# Exercise description
The data shown below should all be retyped exactly.

# Stored records
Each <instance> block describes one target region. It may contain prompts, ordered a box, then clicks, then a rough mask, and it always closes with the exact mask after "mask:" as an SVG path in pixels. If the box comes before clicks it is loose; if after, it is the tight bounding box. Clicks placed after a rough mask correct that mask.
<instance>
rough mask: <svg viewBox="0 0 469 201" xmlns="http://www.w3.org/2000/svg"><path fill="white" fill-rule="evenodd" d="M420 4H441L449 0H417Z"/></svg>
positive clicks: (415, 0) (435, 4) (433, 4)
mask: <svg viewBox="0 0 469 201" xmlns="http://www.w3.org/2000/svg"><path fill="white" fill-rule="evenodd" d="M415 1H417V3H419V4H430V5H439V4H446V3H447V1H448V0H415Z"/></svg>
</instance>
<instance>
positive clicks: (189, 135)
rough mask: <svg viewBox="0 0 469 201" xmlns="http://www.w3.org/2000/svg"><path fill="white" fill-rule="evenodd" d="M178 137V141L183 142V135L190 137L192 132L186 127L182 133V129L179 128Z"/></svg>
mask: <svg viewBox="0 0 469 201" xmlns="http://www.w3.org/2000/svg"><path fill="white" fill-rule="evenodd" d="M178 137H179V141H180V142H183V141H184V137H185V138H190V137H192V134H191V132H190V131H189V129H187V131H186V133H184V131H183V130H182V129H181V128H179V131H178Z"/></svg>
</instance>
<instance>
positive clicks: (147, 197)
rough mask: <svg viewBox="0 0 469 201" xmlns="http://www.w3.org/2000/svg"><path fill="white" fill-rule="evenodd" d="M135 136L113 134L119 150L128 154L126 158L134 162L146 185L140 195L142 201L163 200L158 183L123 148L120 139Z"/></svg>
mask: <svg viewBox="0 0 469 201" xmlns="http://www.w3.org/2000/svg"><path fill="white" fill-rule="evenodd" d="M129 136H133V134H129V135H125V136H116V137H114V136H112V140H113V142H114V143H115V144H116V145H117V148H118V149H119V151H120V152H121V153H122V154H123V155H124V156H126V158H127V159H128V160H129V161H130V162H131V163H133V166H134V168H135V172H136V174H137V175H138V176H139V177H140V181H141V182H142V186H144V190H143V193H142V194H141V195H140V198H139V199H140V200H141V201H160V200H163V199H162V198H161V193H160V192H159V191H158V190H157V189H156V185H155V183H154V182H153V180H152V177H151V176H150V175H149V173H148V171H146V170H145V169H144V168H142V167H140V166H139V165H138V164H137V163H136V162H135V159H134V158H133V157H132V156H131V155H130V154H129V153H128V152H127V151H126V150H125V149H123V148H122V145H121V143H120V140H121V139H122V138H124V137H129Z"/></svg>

# Output for this exercise
Each <instance> block describes one target region. It may contain prompts, ordered a box, then clicks, then a rough mask, and it always closes with the exact mask after "mask:" as an SVG path in pixels. If the box comes before clicks it is loose; if after, it is the tight bounding box. Clicks placed after a rough mask correct that mask.
<instance>
rough mask: <svg viewBox="0 0 469 201" xmlns="http://www.w3.org/2000/svg"><path fill="white" fill-rule="evenodd" d="M420 4H441L449 0H417Z"/></svg>
positive clicks: (415, 0) (435, 4) (433, 4)
mask: <svg viewBox="0 0 469 201" xmlns="http://www.w3.org/2000/svg"><path fill="white" fill-rule="evenodd" d="M415 1H417V3H419V4H430V5H439V4H446V3H447V1H448V0H415Z"/></svg>
</instance>
<instance>
positive clicks: (189, 135)
rough mask: <svg viewBox="0 0 469 201" xmlns="http://www.w3.org/2000/svg"><path fill="white" fill-rule="evenodd" d="M178 137V141L183 142V135L190 137L192 132L186 127L182 133V129L179 128Z"/></svg>
mask: <svg viewBox="0 0 469 201" xmlns="http://www.w3.org/2000/svg"><path fill="white" fill-rule="evenodd" d="M178 137H179V141H180V142H183V141H184V137H185V138H190V137H192V134H191V132H190V131H189V129H187V131H186V133H184V131H183V130H182V129H181V128H179V131H178Z"/></svg>
</instance>
<instance>
positive clicks: (147, 197)
rough mask: <svg viewBox="0 0 469 201" xmlns="http://www.w3.org/2000/svg"><path fill="white" fill-rule="evenodd" d="M135 136L113 134L119 150L128 154L126 158L134 162L146 185L140 195L142 201L163 200L158 183L123 148L120 139Z"/></svg>
mask: <svg viewBox="0 0 469 201" xmlns="http://www.w3.org/2000/svg"><path fill="white" fill-rule="evenodd" d="M129 136H133V134H129V135H125V136H116V137H114V136H112V140H113V142H114V143H115V144H116V145H117V148H118V149H119V151H120V152H121V153H122V154H123V155H124V156H126V158H127V159H128V160H129V161H130V162H131V163H133V166H134V168H135V172H136V174H137V175H138V176H139V177H140V181H141V182H142V186H144V190H143V193H142V194H141V195H140V198H139V199H140V200H141V201H160V200H163V199H162V198H161V193H160V192H159V191H158V190H157V189H156V185H155V183H154V182H153V180H152V177H151V176H150V175H149V173H148V171H146V170H145V169H144V168H142V167H140V166H139V165H138V164H137V163H136V162H135V159H134V158H133V157H132V156H131V155H130V154H129V153H128V152H127V151H126V150H125V149H123V148H122V145H121V143H120V140H121V139H122V138H124V137H129Z"/></svg>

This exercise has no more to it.